» **Tasks**
[1] Retype the passage of the virtio patch thread beginning at the words "2023-08-11 Thread Ilya" and stopping after the words "safely destruct it.".
[2] In the virtio patch thread, why is Ilya Maximets unsure about naming the new function address_space_cache_init_invalid()? Answer in one to three sentences.

Re: [PATCH] virtio: don't zero out memory region cache for indirect descriptors

2023-08-11 Thread Ilya Maximets
On 8/11/23 15:58, Stefan Hajnoczi wrote:
> 
> 
> On Fri, Aug 11, 2023, 08:50 Ilya Maximets  > wrote:
> 
> On 8/10/23 17:50, Stefan Hajnoczi wrote:
> > On Tue, Aug 08, 2023 at 12:28:47AM +0200, Ilya Maximets wrote:
> >> Lots of virtio functions that are on a hot path in data transmission
> >> are initializing indirect descriptor cache at the point of stack
> >> allocation.  It's a 112 byte structure that is getting zeroed out on
> >> each call adding unnecessary overhead.  It's going to be correctly
> >> initialized later via special init function.  The only reason to
> >> actually initialize right away is the ability to safely destruct it.
> >> However, we only need to destruct it when it was used, i.e. when a
> >> desc_cache points to it.
> >>
> >> Removing these unnecessary stack initializations improves throughput
> >> of virtio-net devices in terms of 64B packets per second by 6-14 %
> >> depending on the case.  Tested with a proposed af-xdp network backend
> >> and a dpdk testpmd application in the guest, but should be beneficial
> >> for other virtio devices as well.
> >>
> >> Signed-off-by: Ilya Maximets  >
> >> ---
> >>  hw/virtio/virtio.c | 42 +++---
> >>  1 file changed, 27 insertions(+), 15 deletions(-)
> >
> > Another option is to create an address_space_cache_init_invalid()
> > function that only assigns mrs.mr  = NULL instead of 
> touching all bytes
> > of the struct like = MEMORY_REGION_CACHE_INVALID. There would be less
> > code and the existing mrs.mr  check in 
> address_space_cache_destroy()
> > would serve the same function as the desc_cache == &indirect_desc_cache
> > check added by this patch.
> 
> It does look simpler this way, indeed.  Though I'm not sure about
> a function name.  We have address_space_cache_invalidate() that
> does a completely different thing and the invalidated cache can
> still be used, while the cache initialized with the newly proposed
> address_space_cache_init_invalid() can not be safely used.
> 
> I suppose, the problem is not new, since the macro was named similarly,
> but making it a function seems to make the issue worse.
> 
> Maybe address_space_cache_init_empty() will be a better name?
> E.g.:
> 
> **
>  * address_space_cache_init_empty: Initialize empty #MemoryRegionCache
>  *
>  * @cache: The #MemoryRegionCache to operate on.
>  *
>  * Initializes #MemoryRegionCache structure without memory region 
> attached.
>  * Cache initialized this way can only be safely destroyed, but not used.
>  */
> static inline void address_space_cache_init_empty(MemoryRegionCache 
> *cache)
> {
>     cache->mrs.mr = NULL;
> }
> 
> What do you think?
> 
> 
> init_empty() is good.

I'll use it then.  Will send a v2 shortly.

Thanks!

» **Data items**
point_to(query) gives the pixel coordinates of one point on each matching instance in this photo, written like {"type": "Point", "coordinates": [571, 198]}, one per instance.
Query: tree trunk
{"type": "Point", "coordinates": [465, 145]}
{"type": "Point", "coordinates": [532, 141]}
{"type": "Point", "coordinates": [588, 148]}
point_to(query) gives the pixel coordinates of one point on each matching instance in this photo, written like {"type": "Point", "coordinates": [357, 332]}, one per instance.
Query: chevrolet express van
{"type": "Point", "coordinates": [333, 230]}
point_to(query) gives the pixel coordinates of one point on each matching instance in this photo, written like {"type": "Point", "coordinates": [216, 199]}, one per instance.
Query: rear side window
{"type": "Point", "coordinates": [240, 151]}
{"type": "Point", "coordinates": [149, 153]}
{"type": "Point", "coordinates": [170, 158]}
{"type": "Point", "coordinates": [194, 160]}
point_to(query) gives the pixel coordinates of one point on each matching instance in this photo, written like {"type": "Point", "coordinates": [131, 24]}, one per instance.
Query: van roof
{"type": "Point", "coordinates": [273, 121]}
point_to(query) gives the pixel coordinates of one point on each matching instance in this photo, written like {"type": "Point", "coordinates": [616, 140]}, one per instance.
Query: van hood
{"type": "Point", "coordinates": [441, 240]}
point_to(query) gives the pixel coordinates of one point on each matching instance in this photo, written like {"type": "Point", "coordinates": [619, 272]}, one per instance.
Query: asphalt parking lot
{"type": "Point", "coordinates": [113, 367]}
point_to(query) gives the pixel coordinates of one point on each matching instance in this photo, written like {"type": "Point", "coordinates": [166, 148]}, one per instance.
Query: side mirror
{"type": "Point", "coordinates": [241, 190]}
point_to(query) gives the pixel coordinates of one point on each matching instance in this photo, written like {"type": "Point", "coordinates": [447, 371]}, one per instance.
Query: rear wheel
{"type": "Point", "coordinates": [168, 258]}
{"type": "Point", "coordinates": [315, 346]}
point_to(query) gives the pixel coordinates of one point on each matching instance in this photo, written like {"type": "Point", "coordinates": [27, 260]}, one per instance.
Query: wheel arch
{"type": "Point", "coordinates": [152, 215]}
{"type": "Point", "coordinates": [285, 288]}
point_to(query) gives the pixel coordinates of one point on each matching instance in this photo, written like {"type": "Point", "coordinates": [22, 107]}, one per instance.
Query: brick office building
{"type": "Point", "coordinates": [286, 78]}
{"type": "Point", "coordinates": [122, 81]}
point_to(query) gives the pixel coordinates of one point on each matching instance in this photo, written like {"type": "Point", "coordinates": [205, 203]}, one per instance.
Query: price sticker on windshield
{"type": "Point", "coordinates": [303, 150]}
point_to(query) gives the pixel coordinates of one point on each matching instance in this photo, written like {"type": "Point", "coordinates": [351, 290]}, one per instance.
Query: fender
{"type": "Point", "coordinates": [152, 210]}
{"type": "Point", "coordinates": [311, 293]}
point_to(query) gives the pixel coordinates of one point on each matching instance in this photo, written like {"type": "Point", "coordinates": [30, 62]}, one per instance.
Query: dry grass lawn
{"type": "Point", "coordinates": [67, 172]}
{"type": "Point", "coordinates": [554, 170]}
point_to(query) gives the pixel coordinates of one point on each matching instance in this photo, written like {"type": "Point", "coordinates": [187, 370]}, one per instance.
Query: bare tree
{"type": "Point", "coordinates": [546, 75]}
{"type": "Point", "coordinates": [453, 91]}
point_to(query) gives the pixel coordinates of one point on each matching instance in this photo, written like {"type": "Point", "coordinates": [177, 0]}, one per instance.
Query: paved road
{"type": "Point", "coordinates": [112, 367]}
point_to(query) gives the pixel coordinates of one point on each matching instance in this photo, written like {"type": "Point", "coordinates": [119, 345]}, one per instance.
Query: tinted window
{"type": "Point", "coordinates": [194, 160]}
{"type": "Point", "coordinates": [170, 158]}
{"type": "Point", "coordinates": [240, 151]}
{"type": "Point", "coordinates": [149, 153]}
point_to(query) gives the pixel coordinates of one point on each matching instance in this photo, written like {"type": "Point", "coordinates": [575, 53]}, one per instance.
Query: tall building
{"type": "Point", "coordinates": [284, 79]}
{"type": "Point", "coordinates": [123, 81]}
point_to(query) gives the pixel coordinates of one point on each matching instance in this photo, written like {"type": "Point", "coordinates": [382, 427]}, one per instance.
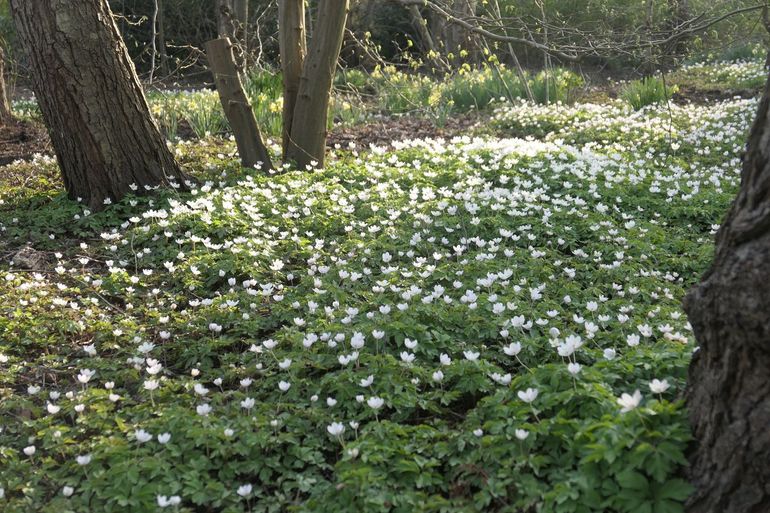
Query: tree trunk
{"type": "Point", "coordinates": [307, 142]}
{"type": "Point", "coordinates": [93, 105]}
{"type": "Point", "coordinates": [162, 41]}
{"type": "Point", "coordinates": [225, 21]}
{"type": "Point", "coordinates": [728, 394]}
{"type": "Point", "coordinates": [241, 10]}
{"type": "Point", "coordinates": [291, 23]}
{"type": "Point", "coordinates": [6, 115]}
{"type": "Point", "coordinates": [251, 149]}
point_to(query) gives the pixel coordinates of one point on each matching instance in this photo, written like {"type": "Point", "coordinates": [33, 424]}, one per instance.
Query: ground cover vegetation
{"type": "Point", "coordinates": [486, 323]}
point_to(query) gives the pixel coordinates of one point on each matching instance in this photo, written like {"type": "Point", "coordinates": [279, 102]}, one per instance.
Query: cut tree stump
{"type": "Point", "coordinates": [236, 105]}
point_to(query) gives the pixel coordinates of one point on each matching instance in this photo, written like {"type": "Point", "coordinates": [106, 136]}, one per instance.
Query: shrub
{"type": "Point", "coordinates": [647, 91]}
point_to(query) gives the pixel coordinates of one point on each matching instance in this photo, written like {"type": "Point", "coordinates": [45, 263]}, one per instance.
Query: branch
{"type": "Point", "coordinates": [572, 52]}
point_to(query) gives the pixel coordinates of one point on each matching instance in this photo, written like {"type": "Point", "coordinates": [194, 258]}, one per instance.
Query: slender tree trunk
{"type": "Point", "coordinates": [154, 45]}
{"type": "Point", "coordinates": [307, 142]}
{"type": "Point", "coordinates": [6, 114]}
{"type": "Point", "coordinates": [519, 70]}
{"type": "Point", "coordinates": [428, 46]}
{"type": "Point", "coordinates": [236, 105]}
{"type": "Point", "coordinates": [162, 40]}
{"type": "Point", "coordinates": [225, 25]}
{"type": "Point", "coordinates": [241, 10]}
{"type": "Point", "coordinates": [291, 22]}
{"type": "Point", "coordinates": [728, 394]}
{"type": "Point", "coordinates": [91, 100]}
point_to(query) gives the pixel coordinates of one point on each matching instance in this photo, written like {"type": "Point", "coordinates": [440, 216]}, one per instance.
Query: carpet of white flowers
{"type": "Point", "coordinates": [468, 325]}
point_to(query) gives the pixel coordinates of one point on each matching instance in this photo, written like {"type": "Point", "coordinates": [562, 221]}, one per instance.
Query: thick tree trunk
{"type": "Point", "coordinates": [307, 142]}
{"type": "Point", "coordinates": [728, 394]}
{"type": "Point", "coordinates": [91, 100]}
{"type": "Point", "coordinates": [236, 105]}
{"type": "Point", "coordinates": [292, 44]}
{"type": "Point", "coordinates": [5, 106]}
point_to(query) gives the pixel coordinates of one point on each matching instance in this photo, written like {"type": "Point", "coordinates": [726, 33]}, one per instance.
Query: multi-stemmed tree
{"type": "Point", "coordinates": [105, 139]}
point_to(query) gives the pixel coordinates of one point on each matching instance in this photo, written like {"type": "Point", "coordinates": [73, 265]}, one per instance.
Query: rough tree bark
{"type": "Point", "coordinates": [307, 140]}
{"type": "Point", "coordinates": [236, 105]}
{"type": "Point", "coordinates": [728, 393]}
{"type": "Point", "coordinates": [5, 107]}
{"type": "Point", "coordinates": [91, 100]}
{"type": "Point", "coordinates": [291, 23]}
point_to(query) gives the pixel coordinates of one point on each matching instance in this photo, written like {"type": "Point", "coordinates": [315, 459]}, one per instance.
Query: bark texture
{"type": "Point", "coordinates": [91, 100]}
{"type": "Point", "coordinates": [307, 140]}
{"type": "Point", "coordinates": [293, 47]}
{"type": "Point", "coordinates": [728, 394]}
{"type": "Point", "coordinates": [5, 107]}
{"type": "Point", "coordinates": [236, 105]}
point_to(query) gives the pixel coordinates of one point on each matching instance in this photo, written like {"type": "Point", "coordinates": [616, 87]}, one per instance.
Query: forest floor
{"type": "Point", "coordinates": [479, 316]}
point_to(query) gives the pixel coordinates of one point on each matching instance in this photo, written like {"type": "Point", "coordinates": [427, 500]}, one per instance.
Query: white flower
{"type": "Point", "coordinates": [86, 375]}
{"type": "Point", "coordinates": [528, 395]}
{"type": "Point", "coordinates": [142, 436]}
{"type": "Point", "coordinates": [658, 387]}
{"type": "Point", "coordinates": [357, 341]}
{"type": "Point", "coordinates": [512, 349]}
{"type": "Point", "coordinates": [164, 501]}
{"type": "Point", "coordinates": [574, 368]}
{"type": "Point", "coordinates": [154, 367]}
{"type": "Point", "coordinates": [335, 428]}
{"type": "Point", "coordinates": [145, 347]}
{"type": "Point", "coordinates": [629, 402]}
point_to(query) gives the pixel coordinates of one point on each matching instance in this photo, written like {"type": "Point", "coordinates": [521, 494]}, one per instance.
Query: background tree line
{"type": "Point", "coordinates": [183, 26]}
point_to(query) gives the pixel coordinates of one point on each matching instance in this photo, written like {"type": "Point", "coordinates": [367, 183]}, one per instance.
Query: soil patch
{"type": "Point", "coordinates": [692, 95]}
{"type": "Point", "coordinates": [384, 131]}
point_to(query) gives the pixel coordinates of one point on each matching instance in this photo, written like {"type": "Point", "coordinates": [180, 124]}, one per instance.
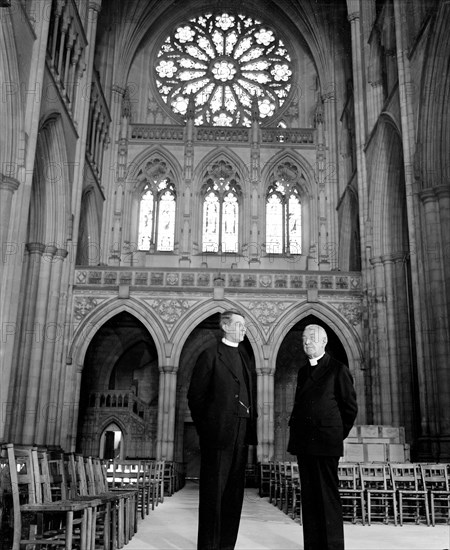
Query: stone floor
{"type": "Point", "coordinates": [173, 525]}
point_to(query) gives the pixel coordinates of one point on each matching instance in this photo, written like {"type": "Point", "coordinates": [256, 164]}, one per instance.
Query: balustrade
{"type": "Point", "coordinates": [98, 127]}
{"type": "Point", "coordinates": [119, 399]}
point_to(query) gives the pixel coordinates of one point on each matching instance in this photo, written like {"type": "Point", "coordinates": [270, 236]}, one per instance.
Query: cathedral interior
{"type": "Point", "coordinates": [164, 161]}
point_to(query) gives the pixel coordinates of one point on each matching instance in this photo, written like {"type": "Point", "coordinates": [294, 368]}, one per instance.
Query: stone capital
{"type": "Point", "coordinates": [7, 183]}
{"type": "Point", "coordinates": [95, 5]}
{"type": "Point", "coordinates": [353, 16]}
{"type": "Point", "coordinates": [35, 248]}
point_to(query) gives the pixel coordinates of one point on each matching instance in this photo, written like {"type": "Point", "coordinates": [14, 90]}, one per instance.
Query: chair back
{"type": "Point", "coordinates": [406, 476]}
{"type": "Point", "coordinates": [349, 476]}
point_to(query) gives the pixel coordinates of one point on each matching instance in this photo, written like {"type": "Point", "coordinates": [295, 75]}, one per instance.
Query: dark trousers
{"type": "Point", "coordinates": [323, 527]}
{"type": "Point", "coordinates": [222, 483]}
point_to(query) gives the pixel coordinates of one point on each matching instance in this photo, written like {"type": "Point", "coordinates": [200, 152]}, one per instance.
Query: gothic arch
{"type": "Point", "coordinates": [87, 329]}
{"type": "Point", "coordinates": [200, 313]}
{"type": "Point", "coordinates": [212, 159]}
{"type": "Point", "coordinates": [308, 195]}
{"type": "Point", "coordinates": [214, 156]}
{"type": "Point", "coordinates": [351, 340]}
{"type": "Point", "coordinates": [137, 164]}
{"type": "Point", "coordinates": [51, 194]}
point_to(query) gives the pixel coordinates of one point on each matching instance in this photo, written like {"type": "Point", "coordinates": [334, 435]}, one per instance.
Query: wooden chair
{"type": "Point", "coordinates": [380, 495]}
{"type": "Point", "coordinates": [123, 502]}
{"type": "Point", "coordinates": [38, 520]}
{"type": "Point", "coordinates": [6, 505]}
{"type": "Point", "coordinates": [284, 484]}
{"type": "Point", "coordinates": [351, 492]}
{"type": "Point", "coordinates": [264, 479]}
{"type": "Point", "coordinates": [436, 482]}
{"type": "Point", "coordinates": [169, 478]}
{"type": "Point", "coordinates": [296, 493]}
{"type": "Point", "coordinates": [157, 480]}
{"type": "Point", "coordinates": [412, 497]}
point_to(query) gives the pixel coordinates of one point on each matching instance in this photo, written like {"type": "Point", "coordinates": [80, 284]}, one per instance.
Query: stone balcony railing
{"type": "Point", "coordinates": [124, 400]}
{"type": "Point", "coordinates": [214, 134]}
{"type": "Point", "coordinates": [165, 279]}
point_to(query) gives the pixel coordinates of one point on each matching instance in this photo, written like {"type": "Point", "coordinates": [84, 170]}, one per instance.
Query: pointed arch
{"type": "Point", "coordinates": [87, 329]}
{"type": "Point", "coordinates": [220, 183]}
{"type": "Point", "coordinates": [289, 198]}
{"type": "Point", "coordinates": [203, 311]}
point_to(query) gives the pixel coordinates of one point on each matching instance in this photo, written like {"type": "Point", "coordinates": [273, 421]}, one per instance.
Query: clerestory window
{"type": "Point", "coordinates": [283, 218]}
{"type": "Point", "coordinates": [221, 62]}
{"type": "Point", "coordinates": [220, 226]}
{"type": "Point", "coordinates": [157, 208]}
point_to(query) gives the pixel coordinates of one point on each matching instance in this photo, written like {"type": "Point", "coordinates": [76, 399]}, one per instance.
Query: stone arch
{"type": "Point", "coordinates": [135, 183]}
{"type": "Point", "coordinates": [200, 313]}
{"type": "Point", "coordinates": [89, 326]}
{"type": "Point", "coordinates": [309, 198]}
{"type": "Point", "coordinates": [239, 171]}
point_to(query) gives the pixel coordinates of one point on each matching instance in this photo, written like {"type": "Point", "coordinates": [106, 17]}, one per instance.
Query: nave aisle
{"type": "Point", "coordinates": [173, 526]}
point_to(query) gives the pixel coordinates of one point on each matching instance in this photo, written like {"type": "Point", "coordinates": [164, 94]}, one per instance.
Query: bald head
{"type": "Point", "coordinates": [314, 341]}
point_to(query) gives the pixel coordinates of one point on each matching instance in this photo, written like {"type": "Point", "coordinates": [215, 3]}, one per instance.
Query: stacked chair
{"type": "Point", "coordinates": [387, 492]}
{"type": "Point", "coordinates": [58, 500]}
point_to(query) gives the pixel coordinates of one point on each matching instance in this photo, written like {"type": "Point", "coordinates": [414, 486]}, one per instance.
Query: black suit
{"type": "Point", "coordinates": [324, 412]}
{"type": "Point", "coordinates": [224, 415]}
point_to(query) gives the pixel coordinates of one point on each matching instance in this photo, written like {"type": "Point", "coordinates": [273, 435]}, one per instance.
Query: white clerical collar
{"type": "Point", "coordinates": [315, 360]}
{"type": "Point", "coordinates": [230, 343]}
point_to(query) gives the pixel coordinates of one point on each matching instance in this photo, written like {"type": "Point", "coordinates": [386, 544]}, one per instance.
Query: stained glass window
{"type": "Point", "coordinates": [222, 61]}
{"type": "Point", "coordinates": [157, 216]}
{"type": "Point", "coordinates": [220, 210]}
{"type": "Point", "coordinates": [283, 219]}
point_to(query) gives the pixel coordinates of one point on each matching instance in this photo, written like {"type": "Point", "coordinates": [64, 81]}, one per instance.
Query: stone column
{"type": "Point", "coordinates": [391, 340]}
{"type": "Point", "coordinates": [437, 362]}
{"type": "Point", "coordinates": [381, 375]}
{"type": "Point", "coordinates": [166, 412]}
{"type": "Point", "coordinates": [48, 403]}
{"type": "Point", "coordinates": [407, 117]}
{"type": "Point", "coordinates": [265, 399]}
{"type": "Point", "coordinates": [8, 186]}
{"type": "Point", "coordinates": [29, 427]}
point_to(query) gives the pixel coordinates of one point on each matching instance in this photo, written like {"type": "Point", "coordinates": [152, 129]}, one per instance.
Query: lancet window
{"type": "Point", "coordinates": [284, 212]}
{"type": "Point", "coordinates": [157, 208]}
{"type": "Point", "coordinates": [221, 204]}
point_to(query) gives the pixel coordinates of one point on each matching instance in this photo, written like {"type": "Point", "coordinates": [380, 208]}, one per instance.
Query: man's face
{"type": "Point", "coordinates": [235, 329]}
{"type": "Point", "coordinates": [314, 341]}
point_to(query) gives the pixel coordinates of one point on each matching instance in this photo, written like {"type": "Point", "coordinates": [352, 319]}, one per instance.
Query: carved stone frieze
{"type": "Point", "coordinates": [170, 310]}
{"type": "Point", "coordinates": [83, 305]}
{"type": "Point", "coordinates": [267, 312]}
{"type": "Point", "coordinates": [351, 311]}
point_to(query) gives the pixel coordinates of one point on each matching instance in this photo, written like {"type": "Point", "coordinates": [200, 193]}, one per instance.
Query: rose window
{"type": "Point", "coordinates": [221, 65]}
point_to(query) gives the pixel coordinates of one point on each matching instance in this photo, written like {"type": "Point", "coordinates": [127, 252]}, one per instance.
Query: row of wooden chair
{"type": "Point", "coordinates": [54, 500]}
{"type": "Point", "coordinates": [370, 491]}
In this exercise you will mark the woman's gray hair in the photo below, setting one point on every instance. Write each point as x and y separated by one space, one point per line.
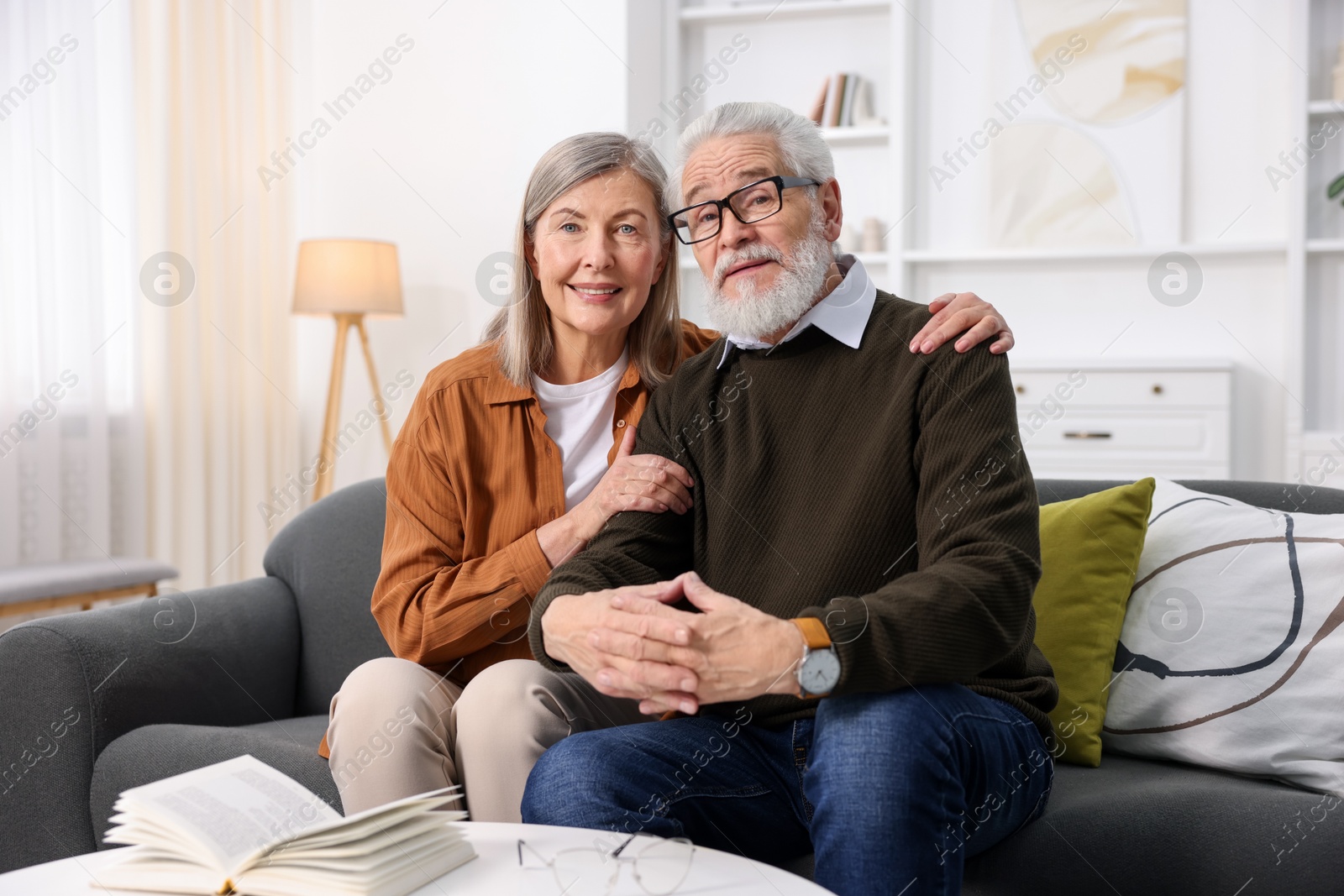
801 148
522 331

» **Full answers**
[1]
2023-08-11 Thread Ilya Maximets
On 8/11/23 15:58, Stefan Hajnoczi wrote:
> 
> 
> On Fri, Aug 11, 2023, 08:50 Ilya Maximets  > wrote:
> 
> On 8/10/23 17:50, Stefan Hajnoczi wrote:
> > On Tue, Aug 08, 2023 at 12:28:47AM +0200, Ilya Maximets wrote:
> >> Lots of virtio functions that are on a hot path in data transmission
> >> are initializing indirect descriptor cache at the point of stack
> >> allocation.  It's a 112 byte structure that is getting zeroed out on
> >> each call adding unnecessary overhead.  It's going to be correctly
> >> initialized later via special init function.  The only reason to
> >> actually initialize right away is the ability to safely destruct it.

[2] The existing function address_space_cache_invalidate() does something completely different, and a cache it invalidates can still be used. A cache set up by the proposed address_space_cache_init_invalid() cannot be safely used. The macro already had a similar name, but making it a function seems to make the issue worse.